- Task
Look below for the line containing "Prompted segmentation: for" and the line containing "negative clicks: (203, 31)"; repeat exactly those two lines and all lines between them, and nothing else.

- Records shown
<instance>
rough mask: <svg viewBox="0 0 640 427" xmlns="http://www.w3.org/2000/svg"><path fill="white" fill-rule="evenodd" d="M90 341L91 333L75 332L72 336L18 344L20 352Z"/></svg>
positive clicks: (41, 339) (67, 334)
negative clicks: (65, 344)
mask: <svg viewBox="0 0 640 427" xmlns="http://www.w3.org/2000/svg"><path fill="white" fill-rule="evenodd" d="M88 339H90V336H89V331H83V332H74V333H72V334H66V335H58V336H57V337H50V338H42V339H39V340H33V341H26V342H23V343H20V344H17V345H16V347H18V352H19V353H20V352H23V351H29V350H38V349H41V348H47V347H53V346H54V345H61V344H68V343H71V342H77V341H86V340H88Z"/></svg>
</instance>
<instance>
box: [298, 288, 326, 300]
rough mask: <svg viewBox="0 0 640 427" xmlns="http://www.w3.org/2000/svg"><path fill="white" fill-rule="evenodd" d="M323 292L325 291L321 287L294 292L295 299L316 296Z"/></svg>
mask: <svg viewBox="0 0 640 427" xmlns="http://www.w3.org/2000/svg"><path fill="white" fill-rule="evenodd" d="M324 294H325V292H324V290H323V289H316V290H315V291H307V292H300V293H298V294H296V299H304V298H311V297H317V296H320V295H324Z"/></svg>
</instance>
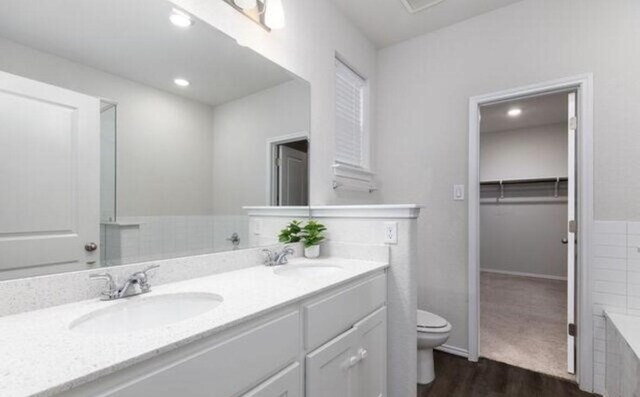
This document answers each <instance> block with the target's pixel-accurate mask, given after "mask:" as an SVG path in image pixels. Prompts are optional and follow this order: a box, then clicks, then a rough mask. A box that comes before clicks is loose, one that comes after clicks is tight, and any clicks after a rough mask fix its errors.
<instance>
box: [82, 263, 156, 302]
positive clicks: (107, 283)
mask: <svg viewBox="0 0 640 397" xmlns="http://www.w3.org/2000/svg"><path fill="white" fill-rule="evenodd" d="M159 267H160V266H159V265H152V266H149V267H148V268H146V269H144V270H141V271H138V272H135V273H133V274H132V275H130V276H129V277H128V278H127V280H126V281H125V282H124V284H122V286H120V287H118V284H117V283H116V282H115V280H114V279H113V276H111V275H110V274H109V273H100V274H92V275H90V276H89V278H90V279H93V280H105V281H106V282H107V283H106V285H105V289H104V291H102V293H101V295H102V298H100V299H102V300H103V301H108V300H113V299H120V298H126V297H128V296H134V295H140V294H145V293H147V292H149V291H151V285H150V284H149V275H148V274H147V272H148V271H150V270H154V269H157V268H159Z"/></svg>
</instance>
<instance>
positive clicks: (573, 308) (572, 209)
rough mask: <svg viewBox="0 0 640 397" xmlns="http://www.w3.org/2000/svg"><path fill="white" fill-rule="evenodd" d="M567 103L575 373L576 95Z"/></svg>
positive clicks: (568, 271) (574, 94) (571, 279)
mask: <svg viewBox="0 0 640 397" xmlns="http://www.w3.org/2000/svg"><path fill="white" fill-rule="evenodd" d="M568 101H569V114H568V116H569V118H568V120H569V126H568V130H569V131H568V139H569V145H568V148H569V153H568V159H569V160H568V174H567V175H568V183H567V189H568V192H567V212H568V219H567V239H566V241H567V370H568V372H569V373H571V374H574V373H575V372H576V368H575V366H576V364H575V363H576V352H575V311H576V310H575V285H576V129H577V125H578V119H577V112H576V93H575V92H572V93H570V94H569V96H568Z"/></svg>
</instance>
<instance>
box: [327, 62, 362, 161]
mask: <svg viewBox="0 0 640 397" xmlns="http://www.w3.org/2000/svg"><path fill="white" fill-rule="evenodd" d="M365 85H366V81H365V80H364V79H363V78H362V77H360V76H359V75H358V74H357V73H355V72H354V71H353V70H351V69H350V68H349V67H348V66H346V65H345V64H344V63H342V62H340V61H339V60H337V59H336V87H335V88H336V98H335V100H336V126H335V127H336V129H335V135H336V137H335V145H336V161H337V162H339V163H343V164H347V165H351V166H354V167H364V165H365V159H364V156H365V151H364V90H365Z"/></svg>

==

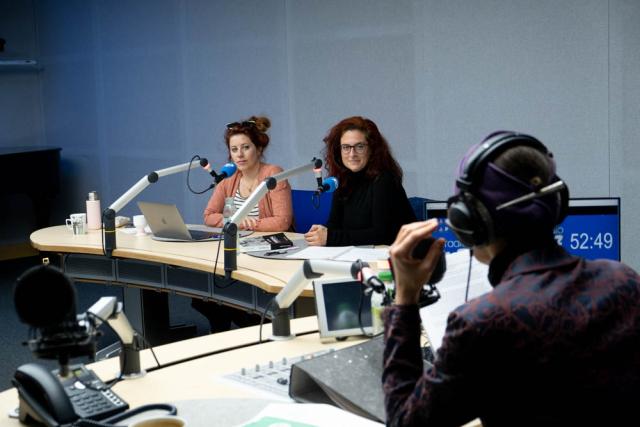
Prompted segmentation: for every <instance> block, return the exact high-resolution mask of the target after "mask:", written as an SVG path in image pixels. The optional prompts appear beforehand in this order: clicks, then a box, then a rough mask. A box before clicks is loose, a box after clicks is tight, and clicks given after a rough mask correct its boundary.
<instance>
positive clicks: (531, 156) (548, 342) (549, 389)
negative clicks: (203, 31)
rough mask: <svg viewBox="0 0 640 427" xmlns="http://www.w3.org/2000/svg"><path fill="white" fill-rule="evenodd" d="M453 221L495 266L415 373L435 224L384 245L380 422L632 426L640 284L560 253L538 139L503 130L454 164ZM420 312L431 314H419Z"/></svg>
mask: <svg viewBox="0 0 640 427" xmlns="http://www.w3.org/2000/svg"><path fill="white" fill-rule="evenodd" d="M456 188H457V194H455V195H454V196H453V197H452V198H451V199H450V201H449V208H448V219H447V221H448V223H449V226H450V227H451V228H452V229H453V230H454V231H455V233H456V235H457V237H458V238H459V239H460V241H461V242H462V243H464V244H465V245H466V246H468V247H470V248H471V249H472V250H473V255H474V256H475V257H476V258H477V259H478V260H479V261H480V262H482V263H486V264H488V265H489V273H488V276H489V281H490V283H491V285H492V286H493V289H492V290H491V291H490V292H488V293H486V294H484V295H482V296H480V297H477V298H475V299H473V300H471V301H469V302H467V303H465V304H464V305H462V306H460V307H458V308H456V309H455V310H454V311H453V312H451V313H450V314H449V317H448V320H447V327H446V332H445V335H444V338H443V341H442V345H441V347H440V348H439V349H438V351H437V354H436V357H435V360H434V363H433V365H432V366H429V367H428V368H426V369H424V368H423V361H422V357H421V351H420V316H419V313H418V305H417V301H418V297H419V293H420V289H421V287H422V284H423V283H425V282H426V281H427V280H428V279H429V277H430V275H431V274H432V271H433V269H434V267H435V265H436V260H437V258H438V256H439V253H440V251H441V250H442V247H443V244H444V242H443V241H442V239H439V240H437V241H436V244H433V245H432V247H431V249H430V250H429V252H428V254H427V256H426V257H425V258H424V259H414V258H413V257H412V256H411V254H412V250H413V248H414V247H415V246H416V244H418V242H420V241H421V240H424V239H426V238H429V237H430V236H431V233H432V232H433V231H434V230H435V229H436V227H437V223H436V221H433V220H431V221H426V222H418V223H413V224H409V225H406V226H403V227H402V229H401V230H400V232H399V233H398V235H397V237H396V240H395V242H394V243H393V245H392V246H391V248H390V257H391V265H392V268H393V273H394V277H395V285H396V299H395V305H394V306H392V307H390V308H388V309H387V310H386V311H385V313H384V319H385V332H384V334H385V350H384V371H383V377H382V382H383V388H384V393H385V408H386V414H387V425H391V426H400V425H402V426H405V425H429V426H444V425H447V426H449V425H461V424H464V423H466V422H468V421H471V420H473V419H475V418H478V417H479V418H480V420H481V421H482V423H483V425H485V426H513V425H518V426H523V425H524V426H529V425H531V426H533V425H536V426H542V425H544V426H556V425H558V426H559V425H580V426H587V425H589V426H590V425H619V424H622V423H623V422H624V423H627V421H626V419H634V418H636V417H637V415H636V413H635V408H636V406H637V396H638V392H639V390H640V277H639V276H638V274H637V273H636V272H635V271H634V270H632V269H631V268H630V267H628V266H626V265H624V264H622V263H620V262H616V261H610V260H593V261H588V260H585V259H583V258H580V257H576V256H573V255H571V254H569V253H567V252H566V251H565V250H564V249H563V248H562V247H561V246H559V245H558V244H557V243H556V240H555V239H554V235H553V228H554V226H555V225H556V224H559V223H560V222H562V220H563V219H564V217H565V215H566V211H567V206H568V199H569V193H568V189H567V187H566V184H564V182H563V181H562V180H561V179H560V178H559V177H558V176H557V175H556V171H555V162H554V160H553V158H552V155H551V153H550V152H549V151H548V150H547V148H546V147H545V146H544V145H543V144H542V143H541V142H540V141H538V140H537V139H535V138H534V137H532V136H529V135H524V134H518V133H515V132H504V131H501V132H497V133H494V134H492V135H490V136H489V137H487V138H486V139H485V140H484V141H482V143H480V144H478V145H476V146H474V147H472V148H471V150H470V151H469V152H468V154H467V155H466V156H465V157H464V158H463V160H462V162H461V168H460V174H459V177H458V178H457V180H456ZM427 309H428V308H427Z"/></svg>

- Exercise response
Prompted segmentation: for every <instance> block, return the exact high-resolution mask of the target after "mask:", written as an SVG path in image pixels. The optional prompts appear beforehand in this order: clicks, then a box, then a rough mask. A box before clicks is loose, a box after clicks is tight, and clicks given after a rough mask correct its boundary.
<instance>
positive clicks: (531, 156) (548, 342) (549, 389)
negative clicks: (203, 31)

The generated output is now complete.